THE PROBLEM
In full and without alteration, write out the lines below.

[Extracted data entries]
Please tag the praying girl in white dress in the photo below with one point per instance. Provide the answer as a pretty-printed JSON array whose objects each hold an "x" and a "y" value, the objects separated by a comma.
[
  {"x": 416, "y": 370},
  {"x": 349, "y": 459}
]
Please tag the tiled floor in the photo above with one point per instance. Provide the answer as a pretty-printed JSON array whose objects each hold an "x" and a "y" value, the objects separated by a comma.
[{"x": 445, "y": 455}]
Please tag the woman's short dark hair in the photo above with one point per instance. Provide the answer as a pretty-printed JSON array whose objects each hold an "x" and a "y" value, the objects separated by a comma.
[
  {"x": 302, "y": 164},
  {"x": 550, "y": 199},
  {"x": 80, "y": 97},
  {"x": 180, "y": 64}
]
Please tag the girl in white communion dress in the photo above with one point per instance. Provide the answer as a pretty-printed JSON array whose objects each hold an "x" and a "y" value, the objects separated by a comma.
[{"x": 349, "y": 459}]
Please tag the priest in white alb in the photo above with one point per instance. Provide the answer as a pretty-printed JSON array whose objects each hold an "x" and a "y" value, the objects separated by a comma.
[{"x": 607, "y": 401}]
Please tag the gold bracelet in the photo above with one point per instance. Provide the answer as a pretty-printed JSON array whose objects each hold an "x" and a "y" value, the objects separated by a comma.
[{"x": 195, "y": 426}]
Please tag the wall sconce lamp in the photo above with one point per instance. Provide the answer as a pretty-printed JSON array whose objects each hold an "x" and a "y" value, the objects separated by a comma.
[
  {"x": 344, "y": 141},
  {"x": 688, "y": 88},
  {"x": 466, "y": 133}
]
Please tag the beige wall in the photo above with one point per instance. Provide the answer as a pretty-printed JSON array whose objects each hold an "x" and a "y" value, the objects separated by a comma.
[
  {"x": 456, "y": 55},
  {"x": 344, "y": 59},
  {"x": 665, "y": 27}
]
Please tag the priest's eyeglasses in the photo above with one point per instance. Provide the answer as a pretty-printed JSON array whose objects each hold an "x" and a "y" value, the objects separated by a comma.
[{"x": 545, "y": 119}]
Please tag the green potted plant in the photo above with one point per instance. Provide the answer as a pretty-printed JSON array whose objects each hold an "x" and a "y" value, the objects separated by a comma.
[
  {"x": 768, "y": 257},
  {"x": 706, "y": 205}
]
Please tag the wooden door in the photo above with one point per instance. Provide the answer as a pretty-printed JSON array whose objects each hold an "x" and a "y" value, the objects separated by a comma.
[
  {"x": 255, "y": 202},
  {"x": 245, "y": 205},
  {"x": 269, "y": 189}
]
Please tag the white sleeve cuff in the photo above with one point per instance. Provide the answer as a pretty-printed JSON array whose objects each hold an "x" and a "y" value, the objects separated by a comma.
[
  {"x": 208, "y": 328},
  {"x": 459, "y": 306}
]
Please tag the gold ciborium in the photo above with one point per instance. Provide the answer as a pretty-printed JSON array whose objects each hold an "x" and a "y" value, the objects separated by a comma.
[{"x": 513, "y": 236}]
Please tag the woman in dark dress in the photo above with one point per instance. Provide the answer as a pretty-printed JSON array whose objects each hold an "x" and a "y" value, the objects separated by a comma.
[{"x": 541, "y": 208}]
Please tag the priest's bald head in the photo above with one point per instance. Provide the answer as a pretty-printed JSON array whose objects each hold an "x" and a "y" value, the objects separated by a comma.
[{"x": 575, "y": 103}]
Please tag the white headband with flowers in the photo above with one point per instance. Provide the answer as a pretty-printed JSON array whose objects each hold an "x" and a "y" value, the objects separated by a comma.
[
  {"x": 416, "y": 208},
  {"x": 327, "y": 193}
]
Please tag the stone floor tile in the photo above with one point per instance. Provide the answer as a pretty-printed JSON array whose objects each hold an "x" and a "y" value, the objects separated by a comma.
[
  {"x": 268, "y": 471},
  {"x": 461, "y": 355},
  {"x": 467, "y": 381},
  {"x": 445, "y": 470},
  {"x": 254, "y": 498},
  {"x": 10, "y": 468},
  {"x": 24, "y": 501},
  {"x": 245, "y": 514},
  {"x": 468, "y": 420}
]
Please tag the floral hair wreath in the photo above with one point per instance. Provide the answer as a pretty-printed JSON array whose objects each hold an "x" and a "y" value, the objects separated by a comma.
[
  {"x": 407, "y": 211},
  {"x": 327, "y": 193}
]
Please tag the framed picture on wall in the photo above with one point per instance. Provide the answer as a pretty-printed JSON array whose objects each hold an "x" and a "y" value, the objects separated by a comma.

FINISHED EXERCISE
Please tag the praying girl in white dress in the photo below with one point per instance. Provide the answer as a pretty-printed JSON array whose objects each hold an "x" and a "y" value, the objects separated by a comma.
[
  {"x": 416, "y": 370},
  {"x": 349, "y": 459}
]
Please tag the tiled floor in the photo above with one point per instance. Provide the answer as a pretty-printed JSON array whose objects each hold an "x" and a "y" value, the objects separated by a comma.
[{"x": 445, "y": 455}]
Please tag the woman's short dark hair in the photo above with one point per instance. Provide the answer as a pretty-printed JSON array whose objects each hold an "x" and a "y" value, the objects separated by a comma.
[
  {"x": 302, "y": 164},
  {"x": 550, "y": 199},
  {"x": 80, "y": 97},
  {"x": 180, "y": 64}
]
Please tag the girl in white communion dress in the photo above with one point per instance. Provide the answer as a pretty-printed JSON array whose objects each hold an "x" and a "y" value, the objects separated by a comma.
[{"x": 349, "y": 459}]
Please tag the priest in white alb in the photo above with one point per instance. Provide the answer as a pretty-printed JSON array whose objects each hold an "x" and a "y" value, the objects separated by a comma.
[{"x": 607, "y": 401}]
Please tag the gold bracelet in the photo above with one point per instance. Provide the answer as a pretty-printed JSON array whose objects each hold an "x" and a "y" value, the objects separated by a comma.
[{"x": 195, "y": 426}]
Please tag the wall sconce lamp in the photo above with one point per instance. Provide the answer as a pretty-printed JSON array whose objects each hold an "x" and a "y" value, the objects separated by a comma.
[
  {"x": 344, "y": 141},
  {"x": 688, "y": 88},
  {"x": 466, "y": 133}
]
Please tag the beige wall in the photo above with one point per instance. Provide the answer as a pretty-printed JSON array whose objects each hold an "x" and a "y" value, the objects separated by a comma.
[
  {"x": 456, "y": 55},
  {"x": 344, "y": 59},
  {"x": 665, "y": 27}
]
Please tag the priest's eyeglasses in the photo above with one point per instance. Provide the answer as a pretty-printed JSON array whose objects each hold an "x" and a "y" value, the objects separated by a comma.
[{"x": 545, "y": 119}]
Please tag the green potted plant in the photo above with one point per instance. Provide the answer as a pretty-printed JSON array whose objects each hold an "x" and a "y" value, the objects separated by a comma.
[
  {"x": 768, "y": 257},
  {"x": 706, "y": 205}
]
Please tag the wooden door in the photo above with one point per instance. Provide the answer as a pretty-printed JSON array whose objects each hold an "x" and a "y" value, the objects separated by a comma.
[
  {"x": 255, "y": 202},
  {"x": 245, "y": 205},
  {"x": 269, "y": 189}
]
Please tag the white sleeve cuff in the photo above with one point per instance. Provide the answer as a pretty-printed JSON array whose objects each hold an "x" and a "y" value, the objects separated by a comma.
[
  {"x": 208, "y": 328},
  {"x": 459, "y": 306}
]
Please tag the gold ciborium in the photo above with one point per instance. Provide the answer as a pretty-printed JSON array whose objects each hold an "x" and a "y" value, the objects separated by a comma.
[{"x": 513, "y": 236}]
Please tag the woman in dark dress in the photo above with one point per instance. Provide the answer as a pretty-printed JSON array whose objects each hold an "x" and a "y" value, the objects separated by a comma.
[{"x": 541, "y": 208}]
Please tag the priest's bald head in the photo above with one point per instance. Provide the answer as a pretty-printed JSON array whose objects each hold an "x" and a "y" value, the objects separated by a comma.
[{"x": 575, "y": 103}]
Please tag the white headband with flowers in the photo above with one point per instance. Provide the answer as a pretty-printed JSON array whose objects each hold an "x" and a "y" value, the objects separated by a comma.
[
  {"x": 416, "y": 208},
  {"x": 327, "y": 193}
]
Please tag the stone floor tile in the photo above with one point per instance. Provide the answer as a pretty-printed JSON array whose objects each hold an "x" and a "y" value, the objects separated by a comma.
[
  {"x": 268, "y": 471},
  {"x": 461, "y": 355},
  {"x": 467, "y": 381},
  {"x": 445, "y": 470},
  {"x": 254, "y": 498},
  {"x": 10, "y": 468},
  {"x": 24, "y": 501},
  {"x": 245, "y": 514},
  {"x": 468, "y": 420}
]
Please tag the floral hair wreath in the photo above with one point per instance. Provide the answer as a pretty-printed JSON array whose objects each hold an "x" and a "y" value, the objects separated by a comma.
[
  {"x": 407, "y": 211},
  {"x": 327, "y": 193}
]
Please tag the framed picture on wall in the photo above with one point per instance. Provide the answer as a pretty-printed JSON array whose objects each hold an "x" and a "y" value, the objects separated by a comma.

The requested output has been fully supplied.